Rewrite the entries below as a numbered list, leaving out any blank lines.

Records for the task:
** Start **

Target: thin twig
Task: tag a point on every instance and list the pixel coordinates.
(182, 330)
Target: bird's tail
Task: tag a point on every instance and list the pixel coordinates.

** End **

Result of the task:
1. Target: thin twig
2. Task: tag a point on every instance and list the pixel coordinates.
3. (182, 330)
4. Target: bird's tail
5. Task: tag a point on every instance and list the pixel coordinates.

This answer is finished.